Problem to solve: Pick out every line in the listing below that contains the word "showing", and copy those lines. The match is case-sensitive.

++++++++

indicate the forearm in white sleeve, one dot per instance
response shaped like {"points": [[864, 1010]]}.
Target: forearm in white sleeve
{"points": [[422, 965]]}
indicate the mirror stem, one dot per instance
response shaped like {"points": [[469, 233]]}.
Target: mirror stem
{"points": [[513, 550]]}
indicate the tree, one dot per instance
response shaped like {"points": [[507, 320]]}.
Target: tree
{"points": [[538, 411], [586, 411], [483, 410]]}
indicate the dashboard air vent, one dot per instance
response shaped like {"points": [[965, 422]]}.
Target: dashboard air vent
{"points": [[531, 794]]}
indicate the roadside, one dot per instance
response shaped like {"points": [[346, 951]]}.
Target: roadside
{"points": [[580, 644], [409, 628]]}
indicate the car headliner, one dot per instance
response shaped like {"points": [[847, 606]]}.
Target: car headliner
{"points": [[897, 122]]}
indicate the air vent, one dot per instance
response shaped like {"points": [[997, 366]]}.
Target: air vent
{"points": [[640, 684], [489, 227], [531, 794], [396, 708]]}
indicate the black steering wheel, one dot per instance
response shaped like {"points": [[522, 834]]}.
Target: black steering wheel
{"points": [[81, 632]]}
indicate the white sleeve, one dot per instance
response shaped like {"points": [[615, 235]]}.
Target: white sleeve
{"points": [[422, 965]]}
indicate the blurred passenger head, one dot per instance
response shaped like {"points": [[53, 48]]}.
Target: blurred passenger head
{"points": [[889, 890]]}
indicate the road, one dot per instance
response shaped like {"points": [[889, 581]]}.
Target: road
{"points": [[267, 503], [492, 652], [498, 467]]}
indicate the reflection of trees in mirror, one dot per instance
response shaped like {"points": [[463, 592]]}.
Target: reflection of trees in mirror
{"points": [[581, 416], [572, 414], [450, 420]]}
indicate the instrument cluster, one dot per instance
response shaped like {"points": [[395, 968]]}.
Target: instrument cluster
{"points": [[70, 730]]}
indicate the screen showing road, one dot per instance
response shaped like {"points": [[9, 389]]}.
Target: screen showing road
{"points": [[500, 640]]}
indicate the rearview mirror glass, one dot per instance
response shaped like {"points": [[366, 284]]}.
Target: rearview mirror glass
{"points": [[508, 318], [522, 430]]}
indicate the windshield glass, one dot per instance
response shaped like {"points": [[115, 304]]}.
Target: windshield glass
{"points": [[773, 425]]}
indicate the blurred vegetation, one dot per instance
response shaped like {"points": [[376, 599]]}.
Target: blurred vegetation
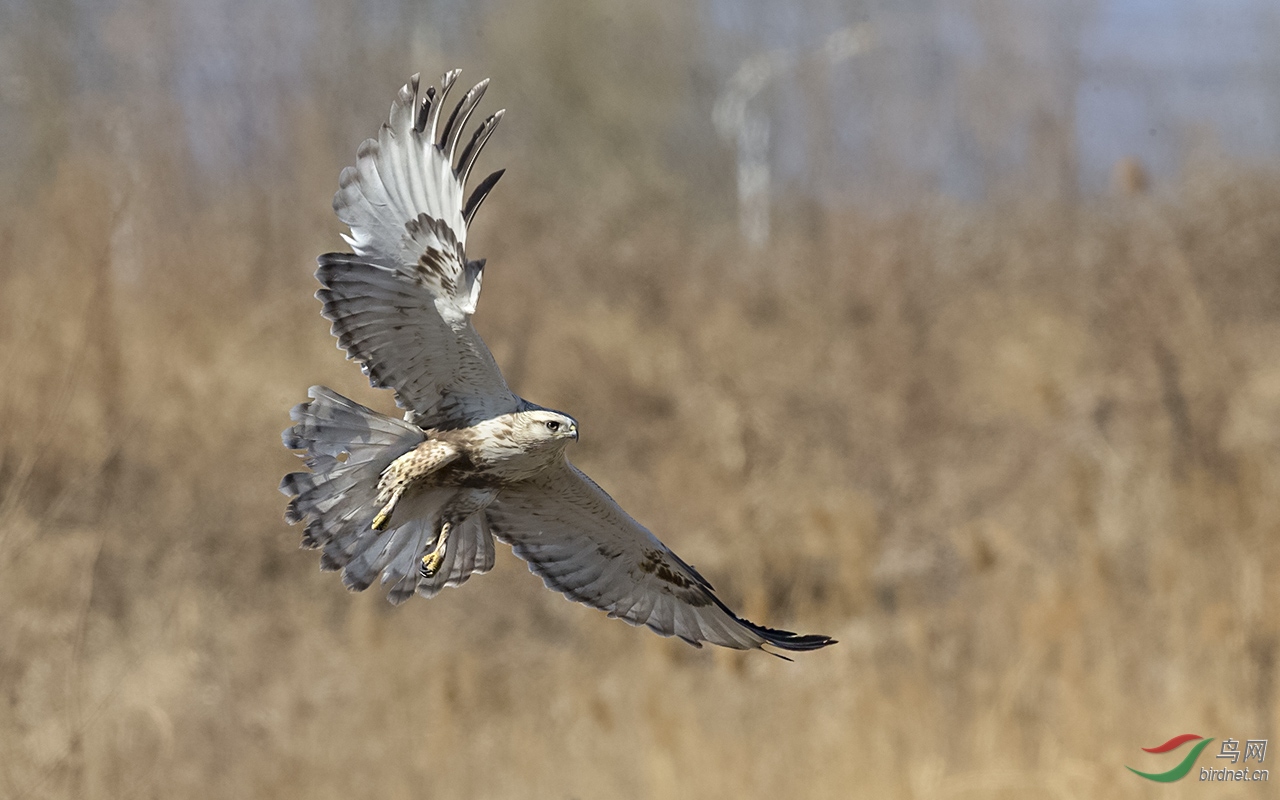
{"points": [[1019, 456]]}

++++++++

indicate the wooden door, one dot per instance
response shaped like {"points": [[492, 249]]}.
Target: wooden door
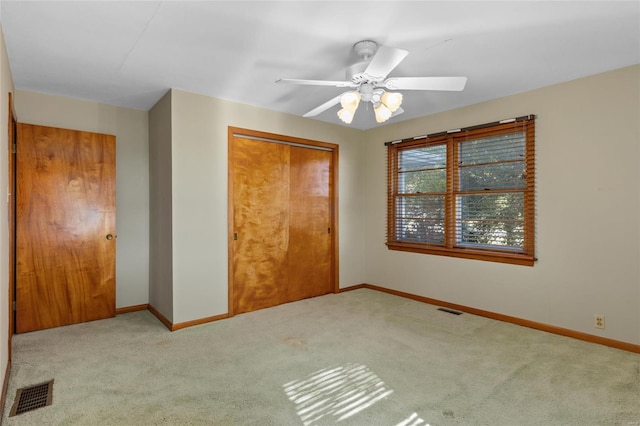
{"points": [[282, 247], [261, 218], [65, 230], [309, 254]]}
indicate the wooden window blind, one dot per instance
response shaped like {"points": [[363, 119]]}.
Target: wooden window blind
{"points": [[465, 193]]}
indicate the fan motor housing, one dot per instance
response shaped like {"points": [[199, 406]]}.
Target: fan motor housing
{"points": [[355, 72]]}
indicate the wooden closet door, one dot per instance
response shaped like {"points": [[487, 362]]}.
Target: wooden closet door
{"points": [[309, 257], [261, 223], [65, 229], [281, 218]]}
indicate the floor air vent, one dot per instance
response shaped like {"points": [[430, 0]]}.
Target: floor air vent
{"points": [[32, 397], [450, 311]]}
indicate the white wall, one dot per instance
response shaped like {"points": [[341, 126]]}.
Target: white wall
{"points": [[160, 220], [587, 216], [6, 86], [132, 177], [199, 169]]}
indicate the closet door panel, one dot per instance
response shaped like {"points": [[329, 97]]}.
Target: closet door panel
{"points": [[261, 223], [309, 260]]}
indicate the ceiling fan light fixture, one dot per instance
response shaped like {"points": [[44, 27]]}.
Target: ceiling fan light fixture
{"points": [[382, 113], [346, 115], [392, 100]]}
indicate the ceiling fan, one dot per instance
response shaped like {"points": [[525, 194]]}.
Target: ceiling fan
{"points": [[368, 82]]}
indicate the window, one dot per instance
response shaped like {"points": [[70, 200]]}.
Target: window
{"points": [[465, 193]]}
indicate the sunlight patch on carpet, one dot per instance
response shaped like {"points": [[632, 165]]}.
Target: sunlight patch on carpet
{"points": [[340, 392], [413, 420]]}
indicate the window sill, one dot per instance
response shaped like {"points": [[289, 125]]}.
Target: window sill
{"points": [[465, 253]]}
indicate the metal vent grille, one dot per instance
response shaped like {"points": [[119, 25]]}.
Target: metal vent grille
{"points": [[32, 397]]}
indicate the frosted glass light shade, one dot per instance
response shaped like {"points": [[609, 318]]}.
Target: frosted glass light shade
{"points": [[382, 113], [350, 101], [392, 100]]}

++++++++

Response to the exercise:
indicate the screen showing road, one dot per instance
Target: screen showing road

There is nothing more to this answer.